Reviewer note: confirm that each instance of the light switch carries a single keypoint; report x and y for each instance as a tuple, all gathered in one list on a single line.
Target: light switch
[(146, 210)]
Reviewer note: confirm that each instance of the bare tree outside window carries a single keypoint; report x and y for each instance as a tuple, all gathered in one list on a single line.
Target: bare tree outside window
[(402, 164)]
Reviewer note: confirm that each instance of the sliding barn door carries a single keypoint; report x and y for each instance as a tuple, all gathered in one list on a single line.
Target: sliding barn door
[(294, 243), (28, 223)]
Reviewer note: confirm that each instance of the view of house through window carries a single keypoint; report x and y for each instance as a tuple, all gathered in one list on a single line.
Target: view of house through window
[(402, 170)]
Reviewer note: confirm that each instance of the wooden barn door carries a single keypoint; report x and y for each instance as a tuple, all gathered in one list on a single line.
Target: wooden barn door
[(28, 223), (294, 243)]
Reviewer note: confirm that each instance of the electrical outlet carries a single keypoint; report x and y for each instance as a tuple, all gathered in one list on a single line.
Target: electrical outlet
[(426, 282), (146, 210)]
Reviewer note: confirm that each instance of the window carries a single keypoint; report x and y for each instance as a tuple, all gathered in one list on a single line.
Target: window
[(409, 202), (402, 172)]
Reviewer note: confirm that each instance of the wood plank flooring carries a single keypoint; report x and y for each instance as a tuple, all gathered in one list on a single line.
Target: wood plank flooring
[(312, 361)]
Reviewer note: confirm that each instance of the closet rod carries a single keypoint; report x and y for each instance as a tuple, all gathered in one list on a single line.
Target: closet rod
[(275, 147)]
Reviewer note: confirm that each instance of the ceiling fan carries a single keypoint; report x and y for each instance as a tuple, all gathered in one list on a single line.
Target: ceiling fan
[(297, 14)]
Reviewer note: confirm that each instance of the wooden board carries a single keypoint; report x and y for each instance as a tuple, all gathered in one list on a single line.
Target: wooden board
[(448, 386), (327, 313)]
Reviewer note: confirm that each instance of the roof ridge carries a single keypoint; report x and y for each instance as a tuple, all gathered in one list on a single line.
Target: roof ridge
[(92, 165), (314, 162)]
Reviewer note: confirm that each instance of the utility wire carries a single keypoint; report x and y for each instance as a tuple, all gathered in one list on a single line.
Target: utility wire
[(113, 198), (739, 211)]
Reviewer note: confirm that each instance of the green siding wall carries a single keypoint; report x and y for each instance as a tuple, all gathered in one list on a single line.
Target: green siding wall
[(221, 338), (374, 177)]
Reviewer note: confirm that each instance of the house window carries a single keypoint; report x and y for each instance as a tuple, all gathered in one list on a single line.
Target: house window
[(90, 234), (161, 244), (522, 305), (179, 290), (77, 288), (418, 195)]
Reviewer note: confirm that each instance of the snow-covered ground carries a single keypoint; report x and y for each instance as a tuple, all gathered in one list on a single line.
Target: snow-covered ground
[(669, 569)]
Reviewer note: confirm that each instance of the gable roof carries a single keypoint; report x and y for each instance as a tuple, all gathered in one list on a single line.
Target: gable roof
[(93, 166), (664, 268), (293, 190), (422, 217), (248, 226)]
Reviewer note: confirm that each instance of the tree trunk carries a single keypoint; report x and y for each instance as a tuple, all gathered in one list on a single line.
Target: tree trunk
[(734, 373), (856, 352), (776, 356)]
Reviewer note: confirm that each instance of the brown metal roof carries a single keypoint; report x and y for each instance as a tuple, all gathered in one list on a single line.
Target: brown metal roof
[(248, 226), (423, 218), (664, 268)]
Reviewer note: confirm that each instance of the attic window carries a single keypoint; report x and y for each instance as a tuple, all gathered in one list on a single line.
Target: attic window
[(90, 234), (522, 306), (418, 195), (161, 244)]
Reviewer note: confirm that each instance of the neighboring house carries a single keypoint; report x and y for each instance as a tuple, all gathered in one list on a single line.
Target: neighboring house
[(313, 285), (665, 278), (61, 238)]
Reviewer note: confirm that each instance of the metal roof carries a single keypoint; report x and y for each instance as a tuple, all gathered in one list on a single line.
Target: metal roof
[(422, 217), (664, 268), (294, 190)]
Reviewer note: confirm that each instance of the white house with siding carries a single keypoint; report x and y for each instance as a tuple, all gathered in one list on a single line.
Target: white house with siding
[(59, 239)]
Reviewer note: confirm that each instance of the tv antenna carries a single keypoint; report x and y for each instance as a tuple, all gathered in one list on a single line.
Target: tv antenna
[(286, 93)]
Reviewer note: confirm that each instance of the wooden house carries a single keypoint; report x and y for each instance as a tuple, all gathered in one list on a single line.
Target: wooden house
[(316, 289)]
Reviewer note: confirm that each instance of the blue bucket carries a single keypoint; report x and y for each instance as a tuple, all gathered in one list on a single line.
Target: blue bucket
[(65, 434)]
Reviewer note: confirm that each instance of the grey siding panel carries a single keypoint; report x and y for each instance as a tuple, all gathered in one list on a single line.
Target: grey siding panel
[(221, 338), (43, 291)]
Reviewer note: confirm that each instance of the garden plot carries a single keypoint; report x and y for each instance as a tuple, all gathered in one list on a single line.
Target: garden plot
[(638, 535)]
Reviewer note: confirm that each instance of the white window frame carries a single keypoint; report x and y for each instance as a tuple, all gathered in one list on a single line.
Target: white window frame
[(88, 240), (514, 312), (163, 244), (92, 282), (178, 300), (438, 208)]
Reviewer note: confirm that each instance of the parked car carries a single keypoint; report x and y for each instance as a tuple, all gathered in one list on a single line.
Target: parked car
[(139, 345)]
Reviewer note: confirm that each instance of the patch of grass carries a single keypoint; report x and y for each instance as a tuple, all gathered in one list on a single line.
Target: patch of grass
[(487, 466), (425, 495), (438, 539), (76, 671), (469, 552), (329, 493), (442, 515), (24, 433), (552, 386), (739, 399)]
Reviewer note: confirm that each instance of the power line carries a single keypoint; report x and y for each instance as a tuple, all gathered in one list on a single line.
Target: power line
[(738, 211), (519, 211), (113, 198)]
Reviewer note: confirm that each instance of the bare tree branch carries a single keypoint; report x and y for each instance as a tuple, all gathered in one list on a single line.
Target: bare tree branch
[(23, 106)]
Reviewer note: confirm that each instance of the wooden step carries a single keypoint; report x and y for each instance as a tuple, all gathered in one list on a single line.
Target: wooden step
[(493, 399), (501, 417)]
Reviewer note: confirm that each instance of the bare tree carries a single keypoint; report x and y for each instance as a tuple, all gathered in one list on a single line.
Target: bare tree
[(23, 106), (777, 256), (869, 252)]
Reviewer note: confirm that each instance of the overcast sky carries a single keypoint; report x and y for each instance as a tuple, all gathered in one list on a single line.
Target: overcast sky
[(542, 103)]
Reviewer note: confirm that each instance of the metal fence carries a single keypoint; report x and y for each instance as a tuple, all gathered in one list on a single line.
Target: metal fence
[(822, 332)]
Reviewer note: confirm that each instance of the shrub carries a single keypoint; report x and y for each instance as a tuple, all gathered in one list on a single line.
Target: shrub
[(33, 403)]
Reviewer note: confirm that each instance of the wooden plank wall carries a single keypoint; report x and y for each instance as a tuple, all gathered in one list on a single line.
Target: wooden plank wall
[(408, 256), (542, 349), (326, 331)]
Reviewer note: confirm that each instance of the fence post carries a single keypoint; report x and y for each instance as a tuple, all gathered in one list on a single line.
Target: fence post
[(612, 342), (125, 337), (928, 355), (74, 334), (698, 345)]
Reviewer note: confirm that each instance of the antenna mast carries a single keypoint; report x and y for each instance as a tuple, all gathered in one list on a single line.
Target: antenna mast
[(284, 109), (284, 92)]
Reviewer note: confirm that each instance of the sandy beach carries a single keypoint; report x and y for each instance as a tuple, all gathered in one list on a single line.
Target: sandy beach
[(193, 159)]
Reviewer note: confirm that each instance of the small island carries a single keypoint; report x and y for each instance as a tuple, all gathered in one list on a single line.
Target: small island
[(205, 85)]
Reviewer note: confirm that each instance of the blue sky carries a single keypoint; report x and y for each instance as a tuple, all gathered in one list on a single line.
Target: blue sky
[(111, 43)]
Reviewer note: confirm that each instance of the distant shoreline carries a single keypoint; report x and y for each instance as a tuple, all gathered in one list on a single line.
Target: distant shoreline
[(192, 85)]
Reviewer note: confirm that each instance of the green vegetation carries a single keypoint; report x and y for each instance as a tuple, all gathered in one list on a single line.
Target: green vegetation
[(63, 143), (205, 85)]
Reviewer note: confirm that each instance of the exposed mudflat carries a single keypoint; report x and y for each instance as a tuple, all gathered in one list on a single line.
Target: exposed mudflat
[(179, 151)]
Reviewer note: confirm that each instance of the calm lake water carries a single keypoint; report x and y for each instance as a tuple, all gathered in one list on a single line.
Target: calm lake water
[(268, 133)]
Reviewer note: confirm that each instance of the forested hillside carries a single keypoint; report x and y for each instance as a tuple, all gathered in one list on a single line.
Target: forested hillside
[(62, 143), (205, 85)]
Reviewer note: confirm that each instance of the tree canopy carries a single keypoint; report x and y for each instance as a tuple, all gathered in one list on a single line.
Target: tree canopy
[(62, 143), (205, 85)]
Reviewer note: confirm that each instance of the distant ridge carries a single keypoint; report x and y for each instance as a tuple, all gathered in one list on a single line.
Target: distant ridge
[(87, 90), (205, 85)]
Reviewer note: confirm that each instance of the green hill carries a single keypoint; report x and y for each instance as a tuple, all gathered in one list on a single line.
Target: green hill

========================

→ WORK TO BE COMPLETED: Rewrite the part that opens with the line containing "Reviewer note: confirm that each instance of the wooden step" and closes with the line containing "[(493, 399), (501, 417)]", renaming "wooden step" to "stair tread" and leaving everything else as it stands.

→ TASK RESPONSE:
Reviewer note: confirm that each instance of the stair tread carries a single keypoint; report x and y for each instance as a tuple, all gathered in one list on a single line.
Target: stair tread
[(493, 399), (501, 417)]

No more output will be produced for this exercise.